> [Trecho fornecido]:
+-------+

Houve um lance, AQUELE lance, do tipo que todos ficam lamentando depois com um "se aquele disco tivesse entrado...". Esse lance foi o rebote aproveitado por Jordan Leopold, no lado esquerdo do ataque, que Khabibulin salvou de forma sensacional. Foi a defesa do jogo. Era o gol de empate, que levaria o jogo para a prorrogação. Não foi.

Futuro --
O Tampa Bay tem um time jovem, ainda promissor (ainda barato) e bem habilidoso. E está numa divisão que não promete muita coisa para o futuro próximo, exceto, quem sabe, pelos Thrashers. Pode tornar-se permanentemente uma das grandes forças da liga. Com tantas jovens promessas despontando na equipe é certo que a franquia terá de abrir a carteira para manter a estrutura vital do time. St. Louis, Lecavalier e Richards ainda têm pelo menos uma década de hóquei de alto nível pela frente.

O Calgary já é um caso diferente. Também é um time jovem, também promissor (também barato), mas não é um time que esbanja categoria. Estava num grande momento nesses playoffs, mas não há indícios fortes de que isso se prolongue pela próxima temporada, com o time figurando entre os grandes do Oeste, pelo contrário. Entretanto, o estilo aguerrido os diferencia claramente de outros azarões que chegaram até a final e perderam nos últimos anos, como Capitals, Hurricanes, Sabres e Mighty Ducks. Sabe-se lá quando e como teremos uma nova temporada da NHL, mas é certo que os Flames reúnem várias condições para, na próxima temporada, não serem mais um adepto da síndrome do time-azarão-que-não-se-classifica-para-os-playoffs-depois-de-chegar-à-final-da-Copa-Stanley-e-perder. Há pontos que requerem muita melhora na equipe, especialmente a aquisição de pelo menos um defensor que atue (bem) no estilo quarterback.

+-------+

> [Material fornecido]:
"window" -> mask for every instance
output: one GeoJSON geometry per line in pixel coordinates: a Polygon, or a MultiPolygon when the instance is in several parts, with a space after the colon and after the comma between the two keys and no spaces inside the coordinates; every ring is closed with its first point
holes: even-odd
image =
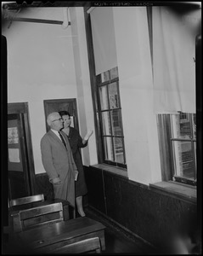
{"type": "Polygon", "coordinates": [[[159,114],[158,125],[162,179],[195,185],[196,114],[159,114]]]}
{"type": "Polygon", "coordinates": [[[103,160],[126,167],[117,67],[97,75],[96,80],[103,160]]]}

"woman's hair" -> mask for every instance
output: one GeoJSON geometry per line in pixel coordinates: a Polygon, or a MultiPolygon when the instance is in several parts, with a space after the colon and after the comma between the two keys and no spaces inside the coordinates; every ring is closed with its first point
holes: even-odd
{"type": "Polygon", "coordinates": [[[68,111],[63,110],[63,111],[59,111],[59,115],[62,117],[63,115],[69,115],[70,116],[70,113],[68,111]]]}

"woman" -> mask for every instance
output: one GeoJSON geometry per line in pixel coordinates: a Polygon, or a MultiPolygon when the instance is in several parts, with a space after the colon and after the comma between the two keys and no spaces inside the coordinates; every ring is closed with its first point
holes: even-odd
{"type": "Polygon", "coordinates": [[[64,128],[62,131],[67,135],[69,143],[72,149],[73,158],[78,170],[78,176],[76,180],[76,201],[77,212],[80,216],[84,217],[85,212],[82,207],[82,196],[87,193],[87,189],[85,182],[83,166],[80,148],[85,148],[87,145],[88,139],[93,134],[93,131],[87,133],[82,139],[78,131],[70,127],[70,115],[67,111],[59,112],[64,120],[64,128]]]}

+-------+

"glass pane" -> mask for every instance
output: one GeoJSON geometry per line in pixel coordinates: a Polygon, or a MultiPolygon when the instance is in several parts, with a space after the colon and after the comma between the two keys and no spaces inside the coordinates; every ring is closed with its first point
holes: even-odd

+-------+

> [Suas tarefas]:
a. Reproduza fielmente o trecho do texto sobre Tampa Bay e Calgary que vai de "Houve um lance, AQUELE" a "prorrogação. Não foi.".
b. Responda com base no texto sobre Tampa Bay e Calgary:
(i) Quem aproveitou o rebote que Khabibulin salvou?
(ii) Quais jogadores do Tampa Bay ainda têm pelo menos uma década de hóquei de alto nível pela frente?
(iii) Que tipo de reforço o Calgary precisa adquirir, no mínimo?
c. Prossiga com o texto sobre Tampa Bay e Calgary a partir da última frase apresentada.

> [Respostas do exercício]:
a.
Houve um lance, AQUELE lance, do tipo que todos ficam lamentando depois com um "se aquele disco tivesse entrado...". Esse lance foi o rebote aproveitado por Jordan Leopold, no lado esquerdo do ataque, que Khabibulin salvou de forma sensacional. Foi a defesa do jogo. Era o gol de empate, que levaria o jogo para a prorrogação. Não foi.

b.
(i) Jordan Leopold.
(ii) St. Louis, Lecavalier e Richards.
(iii) Pelo menos um defensor que atue bem no estilo quarterback.

c.
Esses dois times mostraram sobretudo que o poder econômico não é tão determinante na NHL. Parabéns a ambos pelo espetáculo da final.

Marcelo Constantino recomenda mais do que “Diários de motocicleta” no cinemas, recomenda a leitura da biografia de Che Guevara, por Jon Lee Anderson. Inesquecível.
DEPOIS DO DUELO Darryl Sydor e Jarome Iginla duelaram durante toda a série, e o defensor levou a melhor nas duas últimas partidas. Terminada a final, os dois se cumprimentam cordialmente (Paul Chiasson/AP - 07/06/2004)
 
E VAI PARA A GALERA Dave Andreychuk passa com a Copa Stanley pela torcida para chegar ao vestiário. Era hora de comemoração (Gene J. Puskar/AP - 07/06/2004)
 
O MVP BEBE DA TAÇA Brad Richards, MVP dos playoffs, bebe o champanhe da Copa Stanley (Gene J. Puskar/AP - 07/06/2004)
 
DERROTADOS? Você acredita que esta foto foi tirada às 4 da madrugada, registrando a chegada de Mike Commodore a Calgary, no Aeroporto? Pois é, assim que a torcida dos Flames saudou seus jogadores após a derrota final (Colleen Kidd/Calgary Herald - 09/06/2004)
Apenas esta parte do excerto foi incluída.